> [TASK ITEM] Whatever appears in the records apart from pictures must be reproduced exactly.

(Stored data)
========

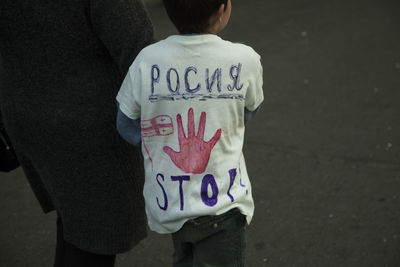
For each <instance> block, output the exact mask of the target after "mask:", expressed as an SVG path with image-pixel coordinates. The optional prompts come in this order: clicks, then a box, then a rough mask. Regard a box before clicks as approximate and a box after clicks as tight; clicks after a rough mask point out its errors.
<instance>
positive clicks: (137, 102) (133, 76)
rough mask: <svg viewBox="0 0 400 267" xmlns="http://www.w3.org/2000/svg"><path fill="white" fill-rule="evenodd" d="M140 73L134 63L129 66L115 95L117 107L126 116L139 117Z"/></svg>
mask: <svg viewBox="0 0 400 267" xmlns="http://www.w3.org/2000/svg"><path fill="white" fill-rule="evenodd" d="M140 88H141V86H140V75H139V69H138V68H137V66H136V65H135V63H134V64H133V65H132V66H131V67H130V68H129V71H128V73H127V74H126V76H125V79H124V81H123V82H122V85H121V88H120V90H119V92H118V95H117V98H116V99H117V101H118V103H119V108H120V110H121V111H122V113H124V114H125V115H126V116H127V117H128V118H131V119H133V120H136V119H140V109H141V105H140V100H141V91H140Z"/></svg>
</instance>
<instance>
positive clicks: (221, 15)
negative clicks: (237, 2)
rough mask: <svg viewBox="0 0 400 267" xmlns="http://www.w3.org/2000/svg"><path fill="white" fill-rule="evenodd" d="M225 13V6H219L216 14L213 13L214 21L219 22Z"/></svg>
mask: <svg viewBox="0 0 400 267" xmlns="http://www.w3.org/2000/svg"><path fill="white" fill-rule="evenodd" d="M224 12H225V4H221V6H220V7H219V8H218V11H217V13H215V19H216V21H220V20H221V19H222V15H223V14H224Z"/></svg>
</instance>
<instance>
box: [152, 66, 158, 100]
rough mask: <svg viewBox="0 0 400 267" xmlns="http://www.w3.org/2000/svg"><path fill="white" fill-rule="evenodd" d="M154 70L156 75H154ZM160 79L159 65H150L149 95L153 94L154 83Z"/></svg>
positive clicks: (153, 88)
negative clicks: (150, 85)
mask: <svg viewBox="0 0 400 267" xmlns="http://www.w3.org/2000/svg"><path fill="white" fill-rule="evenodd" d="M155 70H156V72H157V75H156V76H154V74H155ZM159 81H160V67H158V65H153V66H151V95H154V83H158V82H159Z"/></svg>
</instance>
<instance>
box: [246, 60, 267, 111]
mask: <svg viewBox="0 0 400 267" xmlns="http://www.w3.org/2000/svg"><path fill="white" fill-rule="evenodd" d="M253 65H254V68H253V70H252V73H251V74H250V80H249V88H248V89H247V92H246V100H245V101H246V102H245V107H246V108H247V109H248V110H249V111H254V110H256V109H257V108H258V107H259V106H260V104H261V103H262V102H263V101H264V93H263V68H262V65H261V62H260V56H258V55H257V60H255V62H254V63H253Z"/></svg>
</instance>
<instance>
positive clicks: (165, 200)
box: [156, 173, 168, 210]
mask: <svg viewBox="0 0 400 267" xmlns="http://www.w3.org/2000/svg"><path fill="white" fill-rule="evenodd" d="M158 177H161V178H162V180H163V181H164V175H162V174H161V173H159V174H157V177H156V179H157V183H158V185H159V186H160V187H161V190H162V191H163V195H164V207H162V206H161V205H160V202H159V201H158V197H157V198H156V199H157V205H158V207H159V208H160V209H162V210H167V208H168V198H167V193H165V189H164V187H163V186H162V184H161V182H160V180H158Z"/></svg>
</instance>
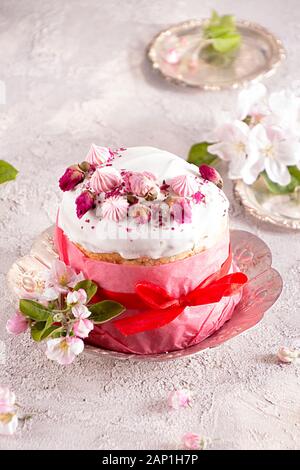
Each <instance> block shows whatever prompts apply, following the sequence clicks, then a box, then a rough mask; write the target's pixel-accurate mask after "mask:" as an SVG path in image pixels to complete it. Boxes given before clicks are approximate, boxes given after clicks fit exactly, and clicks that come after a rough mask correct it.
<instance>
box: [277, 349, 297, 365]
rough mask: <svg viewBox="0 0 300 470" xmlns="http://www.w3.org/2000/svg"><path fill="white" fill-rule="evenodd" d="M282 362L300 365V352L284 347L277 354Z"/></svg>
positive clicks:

========

> [YOUR RESPONSE]
For each <instance> block, output the exact mask of the target after "mask:", expressed as an SVG path with image-pixel coordinates. The optional prompts come in this order: clicks, then a box, then a rough mask. Regard a box before clicks as approximate and a box after clicks as tight; clicks after a rough mask point out its errors.
<instance>
positive clicks: (137, 102) (133, 76)
rough mask: <svg viewBox="0 0 400 267" xmlns="http://www.w3.org/2000/svg"><path fill="white" fill-rule="evenodd" d="M140 73L134 63L129 66L115 95L117 107L126 116L139 117Z"/></svg>
mask: <svg viewBox="0 0 400 267" xmlns="http://www.w3.org/2000/svg"><path fill="white" fill-rule="evenodd" d="M140 88H141V86H140V75H139V69H138V68H137V66H136V65H135V63H134V64H133V65H132V66H131V67H130V68H129V71H128V73H127V74H126V76H125V79H124V81H123V82H122V85H121V88H120V90H119V92H118V95H117V98H116V99H117V101H118V103H119V108H120V110H121V111H122V113H124V114H125V115H126V116H127V117H128V118H131V119H133V120H136V119H140V109H141V105H140V100H141V91H140Z"/></svg>
</instance>
<instance>
positive clicks: (221, 15)
negative clicks: (237, 2)
rough mask: <svg viewBox="0 0 400 267" xmlns="http://www.w3.org/2000/svg"><path fill="white" fill-rule="evenodd" d="M225 13V6H219L216 14L213 13L214 21L219 22Z"/></svg>
mask: <svg viewBox="0 0 400 267" xmlns="http://www.w3.org/2000/svg"><path fill="white" fill-rule="evenodd" d="M224 12H225V4H221V6H220V7H219V8H218V11H217V13H215V19H216V21H220V20H221V19H222V15H223V14H224Z"/></svg>
</instance>
<instance>
box: [152, 66, 158, 100]
rough mask: <svg viewBox="0 0 400 267" xmlns="http://www.w3.org/2000/svg"><path fill="white" fill-rule="evenodd" d="M154 70L156 75H154ZM160 79L159 65H150L149 95L153 94L154 83Z"/></svg>
positive clicks: (153, 88)
negative clicks: (150, 85)
mask: <svg viewBox="0 0 400 267" xmlns="http://www.w3.org/2000/svg"><path fill="white" fill-rule="evenodd" d="M155 70H156V72H157V75H156V76H154V74H155ZM159 81H160V67H158V65H153V66H151V95H154V83H158V82H159Z"/></svg>
</instance>
<instance>
box: [246, 60, 267, 111]
mask: <svg viewBox="0 0 400 267" xmlns="http://www.w3.org/2000/svg"><path fill="white" fill-rule="evenodd" d="M253 65H254V68H253V70H252V73H251V74H250V80H249V88H248V89H247V92H246V100H245V101H246V102H245V107H246V108H247V109H248V110H249V111H254V110H256V109H257V108H258V107H259V106H260V104H261V103H262V102H263V101H264V93H263V68H262V65H261V62H260V56H258V55H257V60H255V62H254V63H253Z"/></svg>
</instance>
<instance>
positive clicks: (165, 200)
box: [156, 173, 168, 210]
mask: <svg viewBox="0 0 400 267" xmlns="http://www.w3.org/2000/svg"><path fill="white" fill-rule="evenodd" d="M158 177H161V178H162V180H163V181H164V175H162V174H161V173H159V174H157V177H156V179H157V183H158V185H159V186H160V187H161V190H162V191H163V195H164V207H162V206H161V205H160V202H159V201H158V197H157V198H156V199H157V205H158V207H159V208H160V209H162V210H167V208H168V198H167V193H165V189H164V187H163V186H162V184H161V182H160V180H158Z"/></svg>
</instance>
Each <instance> block shows whatever prompts apply, following the sequence clicks, then a box, then a rough mask; write the target's pixel-accurate mask after "mask:" as an SVG path in image pixels to complete it. Boxes given before clicks are approximate, boxes given after clicks fit exactly, and clicks that come after a rough mask correct it.
<instance>
box: [277, 349, 297, 365]
rough mask: <svg viewBox="0 0 300 470" xmlns="http://www.w3.org/2000/svg"><path fill="white" fill-rule="evenodd" d="M282 362L300 365V352L284 347L277 354Z"/></svg>
positive clicks:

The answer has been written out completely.